> [EXERCISE TASKS]:
- a) According to the article about Āwhitu Peninsula, what did Governor Grey order to be done to the waka around Manukau Harbour?
- b) Continue the article about Āwhitu Peninsula from its last sentence.

> [SELECTED TEXT]:

━━━━━━━━━━

At the edge of Tāmaki Makaurau Auckland city, stretched out between Manukau Harbour and the Tasman Sea, sits Āwhitu Peninsula. Just to the south lies the mouth of the tupuna river Waikato, once a highway that connected iwi all along the west coast of the North Island.
From her home in Āwhitu, Te Huia Taylor (Ngaati Te Ata Waiohua) looks out onto the same stretch of sky and sea her ancestors once did. But, she concedes, it is a much changed place from the time when they lived on its shores.
In 1864, iwi and hapū that occupied the southern city fringe, who had been responsible for feeding and caring for the new settlers of Auckland, were wrongfully punished for their hononga (connection) to the Kiingitanga (Māori King movement) during the Waikato wars. Governor Grey ordered the hundreds of waka around Manukau harbour to be smashed or burned.
Te Huia says after their waka were destroyed, and urbanisation slowly dwindled the harbour’s resources, her people began to lose their mātauranga moana.
“It wasn’t just the taking of the physical asset. It meant that we could no longer practise the mātauranga behind that. We were a water people, and we still are ā-wairua nei, but the tool with which we transferred knowledge was taken.”
She credits her pakeke from Ngāti Te Ata who through their iwi kura kaupapa helped her and her whanaunga to reconnect with some of those lost practises. The school’s learning programme included activities like fishing, whitebaiting, and paddling their surrounding waterways. “We recognised the need to reoccupy the waters, not just to have a physical presence but so that we could observe. - In the future, we’ll be able to respond and make a change before we lose our pātaka kai. That’s the reality we’re facing as an iwi.”
With this grounding, a tongikura (a well known saying by an ariki or paramont chief) from Kiingi Taawhiao helped Te Huia decide where her future lay: “E kore teenei whakaoranga e huri ki tua o aku mokopuna”The responsibility for revival must not pass beyond the time of my grandchildren.
“There’s two sides to that – to look at what my kaumātua started, and think, I’ve got to get that done in my lifetime... But also what do I want to start, to ensure my tamariki and mokopuna are better off?”
For her “taiao spaces” made the most sense – namely helping those with the power to influence change to embed kaitiakitanga principles in kaupapa that affect our environment.

━━━━━━━━━━

Items from a data source
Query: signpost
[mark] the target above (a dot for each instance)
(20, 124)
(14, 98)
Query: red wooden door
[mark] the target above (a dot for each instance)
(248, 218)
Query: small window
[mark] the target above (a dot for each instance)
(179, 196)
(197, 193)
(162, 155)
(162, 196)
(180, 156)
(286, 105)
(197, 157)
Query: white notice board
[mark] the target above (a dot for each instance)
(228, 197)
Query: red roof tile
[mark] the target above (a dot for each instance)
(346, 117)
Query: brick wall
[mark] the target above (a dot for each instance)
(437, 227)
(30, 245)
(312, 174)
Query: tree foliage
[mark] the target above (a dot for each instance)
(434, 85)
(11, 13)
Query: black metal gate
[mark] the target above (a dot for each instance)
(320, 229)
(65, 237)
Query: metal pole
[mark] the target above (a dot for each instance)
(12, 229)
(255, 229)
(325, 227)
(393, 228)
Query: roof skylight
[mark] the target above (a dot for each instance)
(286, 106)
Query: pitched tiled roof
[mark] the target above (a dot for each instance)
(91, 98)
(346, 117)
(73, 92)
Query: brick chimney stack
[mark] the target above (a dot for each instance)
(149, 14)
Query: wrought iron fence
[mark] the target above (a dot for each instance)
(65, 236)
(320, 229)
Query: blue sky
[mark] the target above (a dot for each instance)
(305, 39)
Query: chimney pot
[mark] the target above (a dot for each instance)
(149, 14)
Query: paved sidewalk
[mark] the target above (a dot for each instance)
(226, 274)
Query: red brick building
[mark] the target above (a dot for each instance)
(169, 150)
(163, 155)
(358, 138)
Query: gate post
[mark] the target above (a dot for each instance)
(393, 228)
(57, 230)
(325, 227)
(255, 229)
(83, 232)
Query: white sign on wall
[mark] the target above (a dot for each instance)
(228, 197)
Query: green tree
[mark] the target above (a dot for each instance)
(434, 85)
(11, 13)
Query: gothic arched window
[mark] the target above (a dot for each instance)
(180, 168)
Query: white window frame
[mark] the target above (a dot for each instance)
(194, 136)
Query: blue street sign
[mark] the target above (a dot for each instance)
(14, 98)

━━━━━━━━━━

> [FINAL ANSWERS]:
- a) He ordered the hundreds of waka around Manukau Harbour to be smashed or burned.

- b)
She quotes another beloved whakataukī of her Kuia Nganeko: “Mā tātou anō ā tātou tikanga e arataki.” Only we ourselves can make things happen. “How do we make spaces as Māori, where we can do things how we want to, and how we’ve always done it? ”
In 2019, Taylor founded Paakaurua Consultants to assist central and local government in climate issues. Paakaurua worked on the Māori Engagement Plan for Auckland’s Climate Plan - Te Tāruke-ā-Tāwhiri, and the delivery of the rangatahi strategy. On this journey, she discovered many Māori don’t connect with the response to, or even the name ,‘climate change’.
If you were to go to a marae and ask, ‘Could you help with a climate action strategy?’, none of them would say ‘Oh I know how to do that.’ But if you ask them ‘How do we regenerate our awa, what have you observed that works?’ They would know. She adds that she’d like to see more wāhine Māori in leadership roles “to introduce that aspect of care, aroha and intuition into the response.”.
Te Huia observes that the process of working with local government is generally one of openness and a genuine desire to collaborate with tangata whenua. “But that said, the more I try to embed mātauranga Māori in Western systems, the more I reflect on whether it can truly be done.”
“Our ability to control the tikanga of the implementation is kind of taken away. I’ve definitely seen some good outcomes, but I think there would be amazing outcomes if councils and government could just trust Māori to run a fully embedded mātauranga Māori programme that stands alone.”
Te Huia remembers a period working at Auckland Council, when Mayor Phil Goff was seeking to officially announce a climate emergency in Tāmaki Makaurau. Many Tāmaki mana whenua representatives declined to support it.
“When I asked them why, they said, - ‘We’ve been in a state of emergency for the last 200 years… We’ve been telling them for years and years, something is wrong with our taiao.’ To only declare an emergency when it’s finally affecting [everyone else] was mamae for Māori.”
It's because of this long history of neglect, as well as the wealth of knowledge and skill embedded in mātauranga Māori, Te Huia reiterates that nothing less than full autonomy is required to make lasting change.
Luckily, she says, the next generation are ready for the challenge. As a board member for Te Ara Rangatahi, a Ngaati Te Ata trust founded by the rangatahi of her iwi, Te Huia has witnessed the aspirations of young people for te taiao.
Te Huia says we are only now seeing the full benefits from the Kōhanga reo (Māori language preschools) and kura kaupapa (Māori language schools) movements 40-50 years on and their efforts to reclaim reo and tikanga. There are now raukura (kura Māori graduates) grounded in who they are as Māori moving into leadership positions across all sectors. She is excited by the potential influence Māori will make as they continue to see this new wave of leaders who are the embodiment of a vision set by pakeke (adults) and kaumātua when they marched to Parliament 48 years ago.
She also references a Te Hira Pū-ao conference she attended in Rotorua earlier this year, where rangatahi came from across the motu to share mātauranga around kaitiakitanga.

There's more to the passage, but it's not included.